§ **Directions for this task**: Count the lines in the records below that contain the string "green". Reply with the number alone.

Given data start

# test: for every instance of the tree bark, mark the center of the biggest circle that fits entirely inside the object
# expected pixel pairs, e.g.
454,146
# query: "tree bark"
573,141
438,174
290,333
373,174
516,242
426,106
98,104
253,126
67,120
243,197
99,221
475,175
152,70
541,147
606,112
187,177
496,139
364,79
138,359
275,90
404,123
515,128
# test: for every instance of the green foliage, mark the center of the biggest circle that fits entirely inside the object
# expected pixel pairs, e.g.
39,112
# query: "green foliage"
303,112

Given data end
Given data start

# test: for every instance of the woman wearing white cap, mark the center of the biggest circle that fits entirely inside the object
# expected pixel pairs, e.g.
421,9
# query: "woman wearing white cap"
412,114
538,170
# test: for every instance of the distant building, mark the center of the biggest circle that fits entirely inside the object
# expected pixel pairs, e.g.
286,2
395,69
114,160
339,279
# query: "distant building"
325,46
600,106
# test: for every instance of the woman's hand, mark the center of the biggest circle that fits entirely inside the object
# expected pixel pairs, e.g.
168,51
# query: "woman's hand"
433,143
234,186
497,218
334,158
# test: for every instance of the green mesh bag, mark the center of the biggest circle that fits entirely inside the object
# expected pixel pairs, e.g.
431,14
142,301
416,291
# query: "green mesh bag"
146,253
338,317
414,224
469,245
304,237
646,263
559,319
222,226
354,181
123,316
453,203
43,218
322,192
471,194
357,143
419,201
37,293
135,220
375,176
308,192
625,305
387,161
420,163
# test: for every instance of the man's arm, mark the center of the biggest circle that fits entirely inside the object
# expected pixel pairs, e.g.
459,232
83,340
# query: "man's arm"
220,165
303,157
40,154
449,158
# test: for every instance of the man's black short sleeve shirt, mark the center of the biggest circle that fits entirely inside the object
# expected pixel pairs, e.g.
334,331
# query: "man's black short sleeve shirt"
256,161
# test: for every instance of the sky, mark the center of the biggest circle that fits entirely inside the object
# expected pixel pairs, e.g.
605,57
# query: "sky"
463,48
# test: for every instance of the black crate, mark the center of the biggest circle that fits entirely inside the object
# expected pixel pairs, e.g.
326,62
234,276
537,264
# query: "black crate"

Given data end

§ **Result of the exercise**: 4